_Exercise aim_. Every line in the entries where "below" is found should be copied.
[[ Given data, beginning ]]
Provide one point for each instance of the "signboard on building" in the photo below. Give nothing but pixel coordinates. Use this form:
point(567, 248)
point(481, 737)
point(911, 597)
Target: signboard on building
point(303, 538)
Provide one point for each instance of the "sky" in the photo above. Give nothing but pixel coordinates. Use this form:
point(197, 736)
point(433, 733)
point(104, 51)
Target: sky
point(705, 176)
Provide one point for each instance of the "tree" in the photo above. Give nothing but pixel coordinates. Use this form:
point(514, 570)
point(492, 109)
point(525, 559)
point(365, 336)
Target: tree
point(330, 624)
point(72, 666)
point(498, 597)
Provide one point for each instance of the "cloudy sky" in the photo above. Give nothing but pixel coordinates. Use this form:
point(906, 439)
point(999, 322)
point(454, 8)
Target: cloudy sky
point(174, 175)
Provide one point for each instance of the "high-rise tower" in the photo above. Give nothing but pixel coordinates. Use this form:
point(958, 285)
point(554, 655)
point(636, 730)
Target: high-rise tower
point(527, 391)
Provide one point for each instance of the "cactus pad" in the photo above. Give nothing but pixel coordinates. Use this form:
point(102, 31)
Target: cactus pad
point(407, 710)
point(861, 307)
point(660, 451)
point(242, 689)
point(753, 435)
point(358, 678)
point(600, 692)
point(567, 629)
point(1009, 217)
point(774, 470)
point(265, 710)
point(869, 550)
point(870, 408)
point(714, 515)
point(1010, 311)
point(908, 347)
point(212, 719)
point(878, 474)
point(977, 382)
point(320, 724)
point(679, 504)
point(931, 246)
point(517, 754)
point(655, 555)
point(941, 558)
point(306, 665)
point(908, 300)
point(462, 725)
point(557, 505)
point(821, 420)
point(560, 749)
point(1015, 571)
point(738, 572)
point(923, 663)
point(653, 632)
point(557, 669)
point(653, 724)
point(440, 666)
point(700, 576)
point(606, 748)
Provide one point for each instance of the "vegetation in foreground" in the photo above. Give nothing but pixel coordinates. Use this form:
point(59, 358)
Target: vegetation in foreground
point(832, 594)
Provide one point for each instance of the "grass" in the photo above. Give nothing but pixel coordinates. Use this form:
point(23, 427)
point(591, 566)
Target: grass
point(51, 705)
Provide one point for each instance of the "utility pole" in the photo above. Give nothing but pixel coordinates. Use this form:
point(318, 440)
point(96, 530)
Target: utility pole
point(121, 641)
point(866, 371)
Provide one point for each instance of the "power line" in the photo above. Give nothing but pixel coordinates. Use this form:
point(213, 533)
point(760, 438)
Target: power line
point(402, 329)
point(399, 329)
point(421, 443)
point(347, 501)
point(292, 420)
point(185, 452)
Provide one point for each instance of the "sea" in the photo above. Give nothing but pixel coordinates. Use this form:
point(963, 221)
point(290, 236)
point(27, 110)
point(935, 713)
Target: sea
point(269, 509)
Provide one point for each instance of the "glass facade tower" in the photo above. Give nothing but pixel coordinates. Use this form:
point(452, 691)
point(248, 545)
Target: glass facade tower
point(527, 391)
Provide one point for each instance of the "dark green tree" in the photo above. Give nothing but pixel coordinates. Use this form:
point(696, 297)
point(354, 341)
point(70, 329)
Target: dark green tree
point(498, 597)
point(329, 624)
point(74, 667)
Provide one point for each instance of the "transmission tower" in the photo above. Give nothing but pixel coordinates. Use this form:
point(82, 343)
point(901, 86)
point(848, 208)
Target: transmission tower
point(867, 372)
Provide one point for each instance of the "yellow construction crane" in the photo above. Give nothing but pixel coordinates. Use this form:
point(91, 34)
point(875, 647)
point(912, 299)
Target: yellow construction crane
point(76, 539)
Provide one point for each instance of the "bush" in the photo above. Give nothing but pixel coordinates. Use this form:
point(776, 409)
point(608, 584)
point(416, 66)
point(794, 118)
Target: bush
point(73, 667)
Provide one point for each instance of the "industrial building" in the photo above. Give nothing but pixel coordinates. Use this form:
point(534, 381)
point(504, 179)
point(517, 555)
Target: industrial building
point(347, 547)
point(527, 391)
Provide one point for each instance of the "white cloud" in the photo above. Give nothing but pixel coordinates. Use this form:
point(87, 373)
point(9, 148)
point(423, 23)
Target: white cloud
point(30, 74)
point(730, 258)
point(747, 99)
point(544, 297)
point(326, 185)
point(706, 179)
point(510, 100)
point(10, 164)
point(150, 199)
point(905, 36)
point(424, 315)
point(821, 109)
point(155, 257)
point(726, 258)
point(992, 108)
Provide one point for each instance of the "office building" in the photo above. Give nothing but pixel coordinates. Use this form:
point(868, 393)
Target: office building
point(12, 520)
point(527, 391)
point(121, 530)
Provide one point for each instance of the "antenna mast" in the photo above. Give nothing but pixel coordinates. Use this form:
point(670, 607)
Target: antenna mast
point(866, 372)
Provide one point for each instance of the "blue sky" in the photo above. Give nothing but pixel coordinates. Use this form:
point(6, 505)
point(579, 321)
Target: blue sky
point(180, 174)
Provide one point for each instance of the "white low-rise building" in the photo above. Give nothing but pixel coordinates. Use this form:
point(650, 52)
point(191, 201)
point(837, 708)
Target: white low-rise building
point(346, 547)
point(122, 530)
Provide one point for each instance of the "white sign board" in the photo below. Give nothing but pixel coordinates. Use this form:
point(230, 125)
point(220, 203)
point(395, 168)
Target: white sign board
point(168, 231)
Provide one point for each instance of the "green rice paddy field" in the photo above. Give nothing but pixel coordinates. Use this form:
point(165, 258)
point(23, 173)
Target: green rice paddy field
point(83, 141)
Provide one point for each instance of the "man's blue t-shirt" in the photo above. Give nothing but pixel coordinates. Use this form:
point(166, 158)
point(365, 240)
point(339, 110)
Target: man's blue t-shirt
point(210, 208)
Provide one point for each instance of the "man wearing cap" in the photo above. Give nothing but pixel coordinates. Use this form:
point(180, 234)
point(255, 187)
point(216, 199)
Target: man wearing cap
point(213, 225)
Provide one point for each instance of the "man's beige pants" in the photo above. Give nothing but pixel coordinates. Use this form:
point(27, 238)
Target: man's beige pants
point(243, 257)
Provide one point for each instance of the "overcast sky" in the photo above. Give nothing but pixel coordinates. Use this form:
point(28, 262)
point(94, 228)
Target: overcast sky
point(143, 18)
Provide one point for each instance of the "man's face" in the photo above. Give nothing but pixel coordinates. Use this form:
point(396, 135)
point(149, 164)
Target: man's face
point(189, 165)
[[ Given data, end ]]
_Exercise answer_.
Provide one point for each instance of the "signboard on building" in the photo below. Give nothing but pixel coordinates. Use this form:
Provide one point for each instance of the "white sign board" in the photo below. Give nothing but pixel coordinates. Use this form:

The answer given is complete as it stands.